## Set problem 1
Reproduce the passage of the post on transferring pre-sprouted seeds, starting with "When I pre-sprouted" and going on through "egg carton planters.".
>> begin Excerpt to read
Transferring Pre-Sprouted Seeds

Sustainability

When I pre-sprouted my seeds, I wasn’t fully sure what I was doing. I read some articles online about pre-sprouting and thought it would be a great choice considering my zone and the time of year. You can read more about my process here. I am happy to say that almost all of my seeds sprouted using this method. I was so happy to open up my little ziploc green houses and see baby plants forming inside. Some of the seeds such as the lettuce and the broccoli only took a few days, the tomatoes, squash and peppers took a bit longer. Sadly, the only ones that didn’t sprout completely, were the peppers. I only had a couple of bell pepper seeds sprout, so I have now planted those directly in the dirt along with some unsprouted seeds, so we will see how that goes. In this post, I want to show you how I transferred them into egg carton planters.

I used egg cartons as planters for a couple of different reasons. First, was for cost – these are basically free versus buying new planters from the store and would ordinarily just be tossed out anyway. Second, because of the material the cartons are made of. I buy cage free organic eggs which come in recycled containers made of paper product pulp. This makes them safe for the plants, but they are also great at retaining moisture, which seedlings need in their earlier stages. So not only is this a great sustainable option it’s a great problem solving option as well that doesn’t cost any money. All in all, I was able to get 10 seed varieties and my bag of seed starter for under $20. This is SO much cheaper than what it cost me last year to start my garden from seedlings from the hardware store, and I think this is so much better because I know exactly how the seeds are being raised and can rest assured that they are completely organic.

I have been saving egg cartons for a few months and a tray from a vegetable snack platter to rest them on. I bought some Jiffy Seed Starter from Lowes to plant my seeds in. Using seed starter is very important as regular potting mix does not have the appropriate nutrients or pH balance for young seedlings, so be sure to use something like this instead. To start, I numbered my egg cartons, 1, 2 and 3. I then created a diagram on another page of my garden planner from Homestead and Chill so that I wouldn’t forget which seed went where. You’d be surprised how difficult it is to tell plants apart when they’re this young! I used a regular kitchen spoon (dirt don’t hurt) to add starter to each egg cup. I then gently pulled the seeds from their paper towels and pressed them each into their own slot. I left the little leaves of each seed atop the dirt but made the sure the roots were covered. The hardest part at this point was making sure I didn’t damage the roots when pulling them from the paper towel. Many of the little roots actually grew through the towel itself, so it was important to pull very gently. If you’re not able to remove it from the paper, you can take some of the towel with the root and plant it with the seed as the paper towel will biodegrade in the starter mix. After planting each type of seed, I wrote it down on my garden planner. I did one seed per cup with the exception of the mixed greens. I had so many seeds (I think I pre-sprouted too many) that I didn’t want to just throw them away. I had enough to put a few per cup (which I imagine I’ll have to thin out later) as well as give some to a friend. It will be a good lesson though, to see how to thin them out and give them their own planters later on.
>> end Excerpt to read
>> begin Material shown
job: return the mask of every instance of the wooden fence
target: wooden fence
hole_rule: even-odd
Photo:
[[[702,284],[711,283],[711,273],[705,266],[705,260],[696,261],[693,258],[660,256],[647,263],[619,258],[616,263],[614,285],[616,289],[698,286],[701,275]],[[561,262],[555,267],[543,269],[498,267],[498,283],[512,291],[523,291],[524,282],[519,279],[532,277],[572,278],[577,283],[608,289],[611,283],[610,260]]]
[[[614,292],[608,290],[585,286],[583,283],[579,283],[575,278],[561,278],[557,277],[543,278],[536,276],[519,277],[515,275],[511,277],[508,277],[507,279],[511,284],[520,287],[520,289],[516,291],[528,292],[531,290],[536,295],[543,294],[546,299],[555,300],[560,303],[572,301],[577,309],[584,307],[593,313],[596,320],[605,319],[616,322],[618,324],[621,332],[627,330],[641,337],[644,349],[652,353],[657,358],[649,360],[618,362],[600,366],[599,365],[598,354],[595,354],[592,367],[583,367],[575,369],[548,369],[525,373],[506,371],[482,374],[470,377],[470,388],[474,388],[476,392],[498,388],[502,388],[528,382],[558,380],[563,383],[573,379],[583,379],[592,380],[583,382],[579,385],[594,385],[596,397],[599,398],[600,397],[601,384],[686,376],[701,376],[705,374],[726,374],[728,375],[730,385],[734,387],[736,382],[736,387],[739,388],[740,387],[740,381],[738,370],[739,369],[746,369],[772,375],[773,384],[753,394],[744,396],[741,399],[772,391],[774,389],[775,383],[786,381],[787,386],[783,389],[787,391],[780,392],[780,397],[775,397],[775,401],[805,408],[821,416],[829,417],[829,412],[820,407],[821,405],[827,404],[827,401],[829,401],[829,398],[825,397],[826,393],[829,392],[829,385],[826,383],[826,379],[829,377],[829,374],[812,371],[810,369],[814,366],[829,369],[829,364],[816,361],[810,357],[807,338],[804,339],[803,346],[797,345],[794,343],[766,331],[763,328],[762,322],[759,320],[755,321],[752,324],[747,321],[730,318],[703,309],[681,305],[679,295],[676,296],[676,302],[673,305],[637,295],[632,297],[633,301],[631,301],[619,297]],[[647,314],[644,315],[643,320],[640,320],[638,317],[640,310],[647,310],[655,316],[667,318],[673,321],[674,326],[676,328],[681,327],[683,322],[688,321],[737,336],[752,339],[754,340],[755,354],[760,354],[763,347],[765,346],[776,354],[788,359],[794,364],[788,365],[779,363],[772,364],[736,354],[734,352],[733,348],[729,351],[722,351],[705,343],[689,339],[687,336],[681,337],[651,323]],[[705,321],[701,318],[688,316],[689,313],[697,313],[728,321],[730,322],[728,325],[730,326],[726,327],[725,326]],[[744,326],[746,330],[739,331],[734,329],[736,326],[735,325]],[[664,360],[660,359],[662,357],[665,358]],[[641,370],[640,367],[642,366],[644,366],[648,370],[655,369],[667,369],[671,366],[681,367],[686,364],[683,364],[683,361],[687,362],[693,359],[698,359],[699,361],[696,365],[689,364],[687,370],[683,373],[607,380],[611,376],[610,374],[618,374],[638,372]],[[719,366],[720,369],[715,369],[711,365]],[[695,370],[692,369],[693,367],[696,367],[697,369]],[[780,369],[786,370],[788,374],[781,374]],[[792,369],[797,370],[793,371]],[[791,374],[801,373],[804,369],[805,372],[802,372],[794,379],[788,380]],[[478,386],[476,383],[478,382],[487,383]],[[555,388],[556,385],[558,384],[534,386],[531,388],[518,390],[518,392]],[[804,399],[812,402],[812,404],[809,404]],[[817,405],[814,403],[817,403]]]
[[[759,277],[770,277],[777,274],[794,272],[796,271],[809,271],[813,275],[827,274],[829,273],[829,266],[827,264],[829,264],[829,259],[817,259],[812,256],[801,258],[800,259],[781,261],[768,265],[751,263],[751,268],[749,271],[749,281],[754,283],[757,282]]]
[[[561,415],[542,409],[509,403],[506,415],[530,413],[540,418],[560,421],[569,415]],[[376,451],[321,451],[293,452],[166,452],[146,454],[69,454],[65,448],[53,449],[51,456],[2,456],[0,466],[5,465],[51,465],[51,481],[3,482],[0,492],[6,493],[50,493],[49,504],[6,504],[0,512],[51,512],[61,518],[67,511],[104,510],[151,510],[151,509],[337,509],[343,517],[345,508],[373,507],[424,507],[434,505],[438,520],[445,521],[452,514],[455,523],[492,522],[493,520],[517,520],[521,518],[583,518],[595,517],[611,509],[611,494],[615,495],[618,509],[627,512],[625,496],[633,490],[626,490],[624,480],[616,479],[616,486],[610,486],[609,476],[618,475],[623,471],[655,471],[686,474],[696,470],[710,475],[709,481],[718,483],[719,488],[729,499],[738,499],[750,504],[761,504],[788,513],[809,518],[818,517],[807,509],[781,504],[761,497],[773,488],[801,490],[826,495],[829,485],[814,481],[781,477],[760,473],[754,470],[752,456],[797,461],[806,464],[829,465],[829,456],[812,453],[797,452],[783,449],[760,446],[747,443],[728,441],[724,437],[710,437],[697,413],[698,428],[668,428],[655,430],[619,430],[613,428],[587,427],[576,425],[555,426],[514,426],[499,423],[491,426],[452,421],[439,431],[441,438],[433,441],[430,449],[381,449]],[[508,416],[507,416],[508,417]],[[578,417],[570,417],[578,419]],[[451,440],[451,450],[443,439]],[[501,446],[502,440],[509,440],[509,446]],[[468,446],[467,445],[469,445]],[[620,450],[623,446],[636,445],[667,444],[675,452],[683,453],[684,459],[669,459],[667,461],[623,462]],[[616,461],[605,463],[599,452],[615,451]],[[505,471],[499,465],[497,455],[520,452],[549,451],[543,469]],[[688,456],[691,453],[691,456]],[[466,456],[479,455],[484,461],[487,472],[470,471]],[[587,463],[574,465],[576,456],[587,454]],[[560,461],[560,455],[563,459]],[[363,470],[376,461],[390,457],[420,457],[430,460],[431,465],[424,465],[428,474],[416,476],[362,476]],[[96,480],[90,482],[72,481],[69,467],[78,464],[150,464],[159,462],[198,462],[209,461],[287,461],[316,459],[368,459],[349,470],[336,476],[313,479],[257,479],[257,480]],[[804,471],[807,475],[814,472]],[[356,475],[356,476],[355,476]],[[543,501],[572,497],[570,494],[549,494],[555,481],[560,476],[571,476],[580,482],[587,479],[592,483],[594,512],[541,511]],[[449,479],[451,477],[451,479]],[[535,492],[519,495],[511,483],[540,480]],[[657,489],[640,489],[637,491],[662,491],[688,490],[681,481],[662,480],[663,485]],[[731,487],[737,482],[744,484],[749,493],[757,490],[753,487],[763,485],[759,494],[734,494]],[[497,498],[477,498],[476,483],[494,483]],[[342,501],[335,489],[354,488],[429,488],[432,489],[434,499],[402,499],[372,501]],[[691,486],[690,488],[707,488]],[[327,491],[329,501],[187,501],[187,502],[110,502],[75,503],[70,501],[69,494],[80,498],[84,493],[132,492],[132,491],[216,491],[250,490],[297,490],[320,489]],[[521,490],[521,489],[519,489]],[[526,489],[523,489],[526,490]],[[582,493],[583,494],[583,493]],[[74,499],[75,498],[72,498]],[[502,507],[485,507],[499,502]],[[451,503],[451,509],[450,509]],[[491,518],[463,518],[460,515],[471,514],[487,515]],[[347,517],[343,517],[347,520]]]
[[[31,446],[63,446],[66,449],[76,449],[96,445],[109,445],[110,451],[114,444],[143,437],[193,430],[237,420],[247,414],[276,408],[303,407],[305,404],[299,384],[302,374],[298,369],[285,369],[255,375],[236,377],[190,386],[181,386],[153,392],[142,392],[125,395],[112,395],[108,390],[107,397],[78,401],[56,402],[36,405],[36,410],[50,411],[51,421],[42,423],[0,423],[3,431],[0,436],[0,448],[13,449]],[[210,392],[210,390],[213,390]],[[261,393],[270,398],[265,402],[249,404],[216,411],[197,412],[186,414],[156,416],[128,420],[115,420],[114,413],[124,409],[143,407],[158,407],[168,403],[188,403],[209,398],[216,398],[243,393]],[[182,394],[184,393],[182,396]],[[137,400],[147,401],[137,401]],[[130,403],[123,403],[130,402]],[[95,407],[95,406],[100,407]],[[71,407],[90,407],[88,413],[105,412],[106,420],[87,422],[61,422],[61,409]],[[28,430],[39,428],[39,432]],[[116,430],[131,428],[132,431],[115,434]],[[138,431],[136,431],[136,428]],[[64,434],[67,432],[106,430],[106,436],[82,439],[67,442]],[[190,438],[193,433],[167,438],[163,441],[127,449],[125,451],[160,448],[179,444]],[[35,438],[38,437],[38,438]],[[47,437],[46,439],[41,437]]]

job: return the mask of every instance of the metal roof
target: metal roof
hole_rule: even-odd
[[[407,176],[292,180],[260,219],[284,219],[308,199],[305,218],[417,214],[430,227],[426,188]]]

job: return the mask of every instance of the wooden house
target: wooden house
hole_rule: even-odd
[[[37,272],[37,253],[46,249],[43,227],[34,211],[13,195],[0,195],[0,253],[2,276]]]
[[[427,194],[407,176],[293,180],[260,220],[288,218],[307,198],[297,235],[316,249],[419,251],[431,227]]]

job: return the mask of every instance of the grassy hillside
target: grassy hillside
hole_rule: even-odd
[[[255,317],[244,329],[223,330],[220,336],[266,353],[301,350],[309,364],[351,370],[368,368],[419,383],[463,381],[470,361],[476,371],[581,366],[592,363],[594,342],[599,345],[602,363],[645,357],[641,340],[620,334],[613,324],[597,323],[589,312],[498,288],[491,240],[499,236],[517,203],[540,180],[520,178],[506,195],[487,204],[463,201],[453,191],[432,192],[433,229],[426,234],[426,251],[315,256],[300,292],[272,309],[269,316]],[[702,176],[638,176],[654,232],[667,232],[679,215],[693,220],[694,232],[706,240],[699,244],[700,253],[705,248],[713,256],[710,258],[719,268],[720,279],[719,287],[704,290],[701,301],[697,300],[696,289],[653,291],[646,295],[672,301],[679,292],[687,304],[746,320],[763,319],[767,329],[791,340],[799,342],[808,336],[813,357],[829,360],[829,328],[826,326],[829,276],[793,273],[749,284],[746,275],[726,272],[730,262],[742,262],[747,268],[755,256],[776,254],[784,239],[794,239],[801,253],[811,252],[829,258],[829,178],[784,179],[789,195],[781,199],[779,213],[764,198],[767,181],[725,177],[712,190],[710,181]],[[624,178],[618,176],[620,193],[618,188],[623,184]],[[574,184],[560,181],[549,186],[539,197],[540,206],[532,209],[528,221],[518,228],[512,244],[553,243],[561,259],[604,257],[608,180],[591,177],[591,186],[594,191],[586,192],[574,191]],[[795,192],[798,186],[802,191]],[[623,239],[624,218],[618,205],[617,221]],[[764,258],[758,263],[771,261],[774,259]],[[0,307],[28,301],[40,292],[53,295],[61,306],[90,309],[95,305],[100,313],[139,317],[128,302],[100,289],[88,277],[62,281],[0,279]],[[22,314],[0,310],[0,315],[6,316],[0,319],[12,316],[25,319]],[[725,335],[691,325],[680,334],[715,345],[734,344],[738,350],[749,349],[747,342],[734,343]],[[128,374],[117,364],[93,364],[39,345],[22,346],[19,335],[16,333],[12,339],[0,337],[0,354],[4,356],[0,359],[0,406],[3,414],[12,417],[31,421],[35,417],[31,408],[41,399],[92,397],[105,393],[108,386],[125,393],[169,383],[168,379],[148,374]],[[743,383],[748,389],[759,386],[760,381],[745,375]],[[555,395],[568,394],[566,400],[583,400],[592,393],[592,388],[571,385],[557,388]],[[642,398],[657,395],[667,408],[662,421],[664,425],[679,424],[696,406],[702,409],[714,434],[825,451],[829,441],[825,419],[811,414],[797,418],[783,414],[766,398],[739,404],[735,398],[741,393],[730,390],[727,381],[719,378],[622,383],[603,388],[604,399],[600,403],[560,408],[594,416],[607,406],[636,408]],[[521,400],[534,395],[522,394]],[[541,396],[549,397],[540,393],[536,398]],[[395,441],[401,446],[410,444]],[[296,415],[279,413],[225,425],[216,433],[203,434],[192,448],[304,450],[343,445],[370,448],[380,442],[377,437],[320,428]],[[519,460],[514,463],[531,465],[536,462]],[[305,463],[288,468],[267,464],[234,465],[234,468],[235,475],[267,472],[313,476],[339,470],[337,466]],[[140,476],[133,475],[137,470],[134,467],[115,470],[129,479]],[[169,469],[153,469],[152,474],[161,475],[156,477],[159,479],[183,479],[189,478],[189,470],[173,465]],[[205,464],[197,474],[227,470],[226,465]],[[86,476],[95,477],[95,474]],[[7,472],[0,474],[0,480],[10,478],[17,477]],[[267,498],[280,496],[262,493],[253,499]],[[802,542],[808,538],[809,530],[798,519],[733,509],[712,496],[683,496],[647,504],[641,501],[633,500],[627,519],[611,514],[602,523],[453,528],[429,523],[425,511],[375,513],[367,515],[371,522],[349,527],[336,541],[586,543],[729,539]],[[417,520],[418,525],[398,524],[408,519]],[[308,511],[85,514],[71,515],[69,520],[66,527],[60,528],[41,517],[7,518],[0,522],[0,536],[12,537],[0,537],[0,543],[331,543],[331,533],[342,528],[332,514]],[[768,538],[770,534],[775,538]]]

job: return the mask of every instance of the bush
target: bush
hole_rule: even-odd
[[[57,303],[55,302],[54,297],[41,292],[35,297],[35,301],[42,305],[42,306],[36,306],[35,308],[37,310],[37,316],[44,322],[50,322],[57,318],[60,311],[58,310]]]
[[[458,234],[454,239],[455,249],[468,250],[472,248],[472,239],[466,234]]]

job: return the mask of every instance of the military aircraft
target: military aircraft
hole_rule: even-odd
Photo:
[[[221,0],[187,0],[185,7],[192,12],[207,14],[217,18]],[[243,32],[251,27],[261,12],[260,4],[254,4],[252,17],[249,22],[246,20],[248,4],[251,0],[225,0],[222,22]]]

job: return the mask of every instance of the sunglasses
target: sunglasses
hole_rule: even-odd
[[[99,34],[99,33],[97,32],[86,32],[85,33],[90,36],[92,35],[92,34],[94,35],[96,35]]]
>> end Material shown
## Set problem 2
In the records, replace "military aircraft" with "warplane" in the lines starting with the line with "job: return the mask of every instance of the military" and going on through the end of the records, leaving everything else unchanged. Return only those lines.

## Written response 1
When I pre-sprouted my seeds, I wasn’t fully sure what I was doing. I read some articles online about pre-sprouting and thought it would be a great choice considering my zone and the time of year. You can read more about my process here. I am happy to say that almost all of my seeds sprouted using this method. I was so happy to open up my little ziploc green houses and see baby plants forming inside. Some of the seeds such as the lettuce and the broccoli only took a few days, the tomatoes, squash and peppers took a bit longer. Sadly, the only ones that didn’t sprout completely, were the peppers. I only had a couple of bell pepper seeds sprout, so I have now planted those directly in the dirt along with some unsprouted seeds, so we will see how that goes. In this post, I want to show you how I transferred them into egg carton planters.

## Written response 2
job: return the mask of every instance of the warplane
target: warplane
hole_rule: even-odd
Photo:
[[[221,0],[187,0],[185,7],[192,12],[207,14],[217,18]],[[243,32],[251,27],[261,12],[260,4],[254,4],[252,17],[249,22],[246,20],[248,4],[251,0],[225,0],[222,22]]]

job: return the mask of every instance of the sunglasses
target: sunglasses
hole_rule: even-odd
[[[99,34],[99,33],[97,32],[86,32],[85,33],[90,36],[92,35],[92,34],[94,35],[96,35]]]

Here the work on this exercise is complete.